BEGIN Exercise materials
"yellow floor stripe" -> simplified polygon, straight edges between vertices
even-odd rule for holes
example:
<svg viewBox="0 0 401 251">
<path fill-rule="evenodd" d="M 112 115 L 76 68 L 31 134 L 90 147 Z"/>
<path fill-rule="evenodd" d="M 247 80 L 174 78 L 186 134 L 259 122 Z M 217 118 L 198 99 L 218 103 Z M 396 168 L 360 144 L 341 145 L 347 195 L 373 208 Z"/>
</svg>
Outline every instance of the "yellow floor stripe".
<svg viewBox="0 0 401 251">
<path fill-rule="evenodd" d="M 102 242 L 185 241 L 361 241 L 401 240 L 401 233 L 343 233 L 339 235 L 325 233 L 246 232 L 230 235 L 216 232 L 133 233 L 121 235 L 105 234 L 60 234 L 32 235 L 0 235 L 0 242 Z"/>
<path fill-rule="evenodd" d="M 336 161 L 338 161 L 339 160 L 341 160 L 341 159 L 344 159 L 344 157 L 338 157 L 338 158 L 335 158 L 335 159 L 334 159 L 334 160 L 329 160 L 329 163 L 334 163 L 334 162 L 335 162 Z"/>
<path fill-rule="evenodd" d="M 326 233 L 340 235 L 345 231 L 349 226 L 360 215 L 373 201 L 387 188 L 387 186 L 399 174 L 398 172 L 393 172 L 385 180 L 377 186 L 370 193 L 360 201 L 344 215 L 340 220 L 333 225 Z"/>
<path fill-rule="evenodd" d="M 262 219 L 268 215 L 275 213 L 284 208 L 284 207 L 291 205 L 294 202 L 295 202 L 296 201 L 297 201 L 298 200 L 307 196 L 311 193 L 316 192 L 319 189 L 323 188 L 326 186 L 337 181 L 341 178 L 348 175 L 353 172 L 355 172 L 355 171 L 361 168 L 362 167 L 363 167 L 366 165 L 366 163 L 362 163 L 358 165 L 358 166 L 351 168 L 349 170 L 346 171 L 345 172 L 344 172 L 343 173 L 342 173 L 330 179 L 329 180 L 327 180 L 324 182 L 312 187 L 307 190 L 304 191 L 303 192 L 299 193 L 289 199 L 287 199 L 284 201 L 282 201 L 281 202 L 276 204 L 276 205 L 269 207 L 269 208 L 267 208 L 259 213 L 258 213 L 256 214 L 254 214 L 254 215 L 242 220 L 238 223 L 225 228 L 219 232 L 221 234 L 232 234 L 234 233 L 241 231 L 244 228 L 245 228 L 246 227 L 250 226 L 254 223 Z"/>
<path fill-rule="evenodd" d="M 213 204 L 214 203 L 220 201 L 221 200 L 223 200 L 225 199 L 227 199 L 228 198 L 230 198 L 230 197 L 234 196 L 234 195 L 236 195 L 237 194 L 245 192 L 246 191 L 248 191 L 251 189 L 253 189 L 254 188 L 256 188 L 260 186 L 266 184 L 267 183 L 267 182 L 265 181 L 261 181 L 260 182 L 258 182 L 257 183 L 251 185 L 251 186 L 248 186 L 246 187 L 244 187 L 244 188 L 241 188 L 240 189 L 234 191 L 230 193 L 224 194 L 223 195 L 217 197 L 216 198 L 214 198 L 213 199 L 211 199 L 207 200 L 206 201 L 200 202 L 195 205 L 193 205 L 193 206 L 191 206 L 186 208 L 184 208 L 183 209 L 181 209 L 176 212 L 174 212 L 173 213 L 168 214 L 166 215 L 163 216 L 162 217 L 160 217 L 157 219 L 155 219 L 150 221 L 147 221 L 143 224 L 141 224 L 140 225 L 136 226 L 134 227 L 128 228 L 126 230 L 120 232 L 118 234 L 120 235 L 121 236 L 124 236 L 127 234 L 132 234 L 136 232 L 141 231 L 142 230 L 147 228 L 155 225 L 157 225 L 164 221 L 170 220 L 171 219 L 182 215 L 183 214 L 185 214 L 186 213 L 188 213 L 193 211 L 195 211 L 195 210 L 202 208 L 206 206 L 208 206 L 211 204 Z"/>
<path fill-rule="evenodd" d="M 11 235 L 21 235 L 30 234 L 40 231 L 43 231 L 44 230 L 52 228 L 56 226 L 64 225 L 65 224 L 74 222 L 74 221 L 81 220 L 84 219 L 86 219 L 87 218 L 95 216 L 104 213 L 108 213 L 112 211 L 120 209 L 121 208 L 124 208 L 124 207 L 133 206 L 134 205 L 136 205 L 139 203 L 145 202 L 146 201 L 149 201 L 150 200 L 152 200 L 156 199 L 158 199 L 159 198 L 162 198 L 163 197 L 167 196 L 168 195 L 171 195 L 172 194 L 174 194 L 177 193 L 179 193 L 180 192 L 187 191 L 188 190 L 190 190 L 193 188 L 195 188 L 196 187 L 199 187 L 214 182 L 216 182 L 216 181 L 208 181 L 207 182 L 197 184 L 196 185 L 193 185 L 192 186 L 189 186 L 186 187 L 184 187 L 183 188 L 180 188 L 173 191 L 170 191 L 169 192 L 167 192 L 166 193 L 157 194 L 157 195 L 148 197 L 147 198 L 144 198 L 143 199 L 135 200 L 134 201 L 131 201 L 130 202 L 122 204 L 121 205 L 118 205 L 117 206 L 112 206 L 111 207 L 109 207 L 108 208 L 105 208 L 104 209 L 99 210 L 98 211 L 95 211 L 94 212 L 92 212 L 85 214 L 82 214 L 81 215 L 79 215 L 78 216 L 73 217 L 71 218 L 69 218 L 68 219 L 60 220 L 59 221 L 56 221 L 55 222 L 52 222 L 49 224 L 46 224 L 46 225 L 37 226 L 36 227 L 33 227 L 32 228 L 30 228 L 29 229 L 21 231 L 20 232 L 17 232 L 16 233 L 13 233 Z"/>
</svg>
END Exercise materials
*Short problem*. Recast the listing above as a JSON list of strings, one string per line with blank lines left out, starting at the first line of the listing and ending at the line that contains "102 242 L 185".

*Reply to the task*.
[
  "\"yellow floor stripe\" -> simplified polygon, straight edges between vertices",
  "even-odd rule for holes",
  "example:",
  "<svg viewBox=\"0 0 401 251\">",
  "<path fill-rule=\"evenodd\" d=\"M 112 115 L 76 68 L 31 134 L 90 147 Z\"/>",
  "<path fill-rule=\"evenodd\" d=\"M 247 80 L 174 78 L 186 134 L 259 122 Z M 217 118 L 198 99 L 218 103 Z M 396 168 L 360 144 L 341 145 L 347 195 L 373 208 Z\"/>",
  "</svg>",
  "Outline every instance of the \"yellow floor stripe\".",
  "<svg viewBox=\"0 0 401 251\">",
  "<path fill-rule=\"evenodd\" d=\"M 102 242 L 185 241 L 361 241 L 401 240 L 401 233 L 343 233 L 339 235 L 325 233 L 246 232 L 230 235 L 216 232 L 133 233 L 121 235 L 105 234 L 60 234 L 32 235 L 0 235 L 0 242 Z\"/>"
]